● Text:
* * *

As I noted yesterday, I’ve been meaning to address the Right’s recent scapegoating of Fannie Mae and Freddie Mac.   Rather than attempt this in detail, I will restrict myself to one basic point and then provide some links to other pieces that get into a more thorough analysis, both of the politics and the economics.

Here’s all you really need to know to dismiss the claim that this is F&F’s fault: the US government took them over on September 8th, thereby guaranteeing all of their outstanding bonds.  F&F have continued to function under this “conservatorship,” buying mortgages that meet basic underwriting standards and then issuing debt backed by those assets.  Mortgage rates dropped over one full percentage point when this action was taken, providing much needed support to the housing market.

It was after the takeover that the credit and stock markets really went into free fall.  This is not because F&F’s bonds were a problem.  Quite the opposite—because of their government backing, they are among the “safe” investments that continue to trade in an orderly way and to maintain their value.  No—the collapse really got going after Lehman was allowed to fail (big mistake in retrospect) and banks and money market funds got so panicked that they wouldn’t buy one another’s debt. 

What about all that “toxic waste” you hear about that is clogging up the credit markets and led to the $700 billion rescue plan/bail-out?  Again it has nothing to do with F&F.  It’s all privately issued paper.  Yes, F&F encouraged some risky lending too, but they have never been the most aggressive players in this game and their mess has now been thoroughly contained.  Additionally, Salon.com’s Andrew Leonard has a fine post on the hollowness of McCain’s political rhetoric regarding F&F.

As for the more general argument that lending to poor people, especially as a result of the Community Reinvestment Act (CRA), is the root cause of our troubles, Daniel Gross has this excellent piece at Slate.com providing a thorough debunking.

Here’s the short version: the CRA was enacted in 1977.  Shouldn’t that alone indicate that it was not remotely at fault in this collapse?  It is in fact one of the best pieces of legislation that has come out of Washington in the past 30 years.  Remember what our cities were like in the ‘70s and early ‘80s?  The renaissance of urban centers in New York, Chicago, Boston, LA, Phladelphia, Atlanta, etc. probably would not have happened without the CRA.  It is a beautiful example of the marrying of government initiative and private sector implementation.

More on the markets and politics coming soon.  I’m also planning a piece on how I believe investors should respond to these dramatic (and painful) events.   Perhaps you noted the disappointing rhetoric on spending restraint that I predicted we would hear in last night’s debate?  Obama mocked Bush’s post 9/11 call for shopping, but the next President will probably want to urge us to keep spending too, although it must be government spending that really drives the recovery. 

There is still a wide gap between the talking points of both candidates and the reality of this crisis.  But I have little doubt that McCain’s anti-spending bias will be a disaster, despite the fact that his “new” advocacy for the federal purchase of individual mortgages is perhaps a step in the right direction (the devil’s in the details, and we don’t really know them yet). 

On the other hand, I am increasingly hopeful that an Obama administration, backed by a sweeping mandate (how’s 345 electoral votes sound?) and large majorities in Congress, will lead us in a dramatically new and exciting direction based upon major investments in areas that have been starved for support during the past thirty years of Conservative dominance.

* * *

● Exercise requirements:
**1.** In the text on Fannie Mae and Freddie Mac, on what date did the US government take them over?
**2.** Reproduce word for word the part of the text on Fannie Mae and Freddie Mac from "As I noted yesterday, I’ve" up to and including "the housing market.".

● Information provided:
* * *

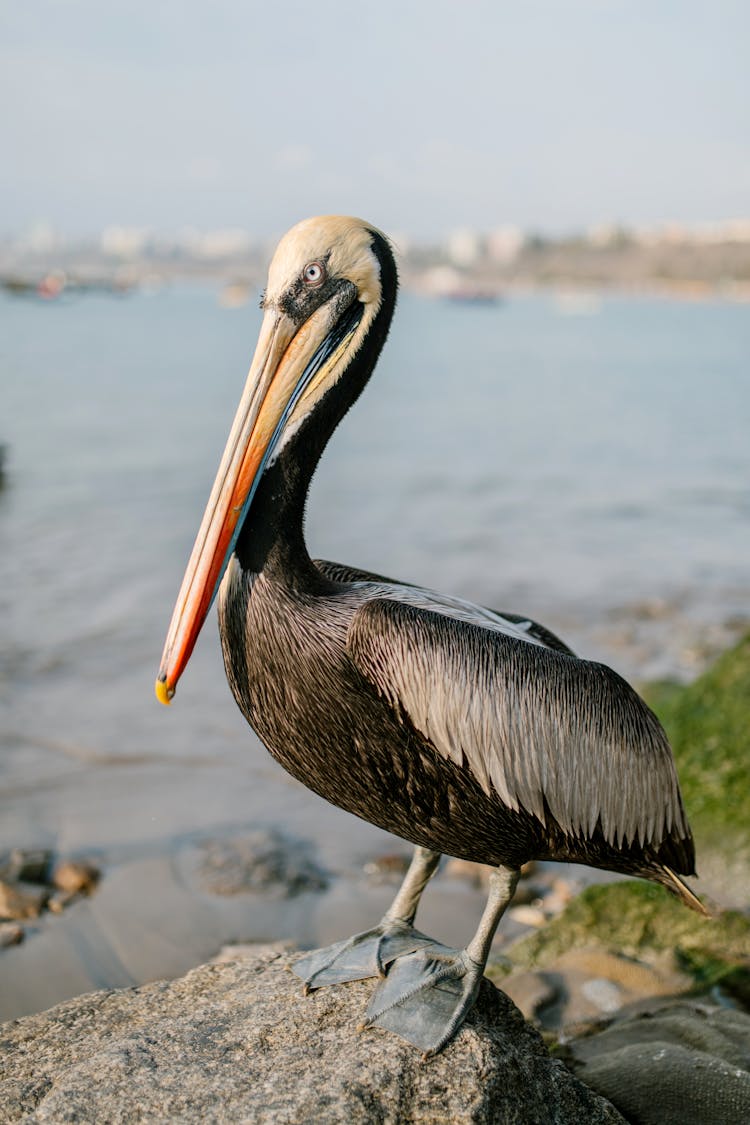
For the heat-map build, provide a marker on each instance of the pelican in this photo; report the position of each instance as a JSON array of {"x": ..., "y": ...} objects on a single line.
[{"x": 461, "y": 729}]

* * *

● Results of the exercise:
**1.** September 8th.

**2.**
As I noted yesterday, I’ve been meaning to address the Right’s recent scapegoating of Fannie Mae and Freddie Mac.   Rather than attempt this in detail, I will restrict myself to one basic point and then provide some links to other pieces that get into a more thorough analysis, both of the politics and the economics.

Here’s all you really need to know to dismiss the claim that this is F&F’s fault: the US government took them over on September 8th, thereby guaranteeing all of their outstanding bonds.  F&F have continued to function under this “conservatorship,” buying mortgages that meet basic underwriting standards and then issuing debt backed by those assets.  Mortgage rates dropped over one full percentage point when this action was taken, providing much needed support to the housing market.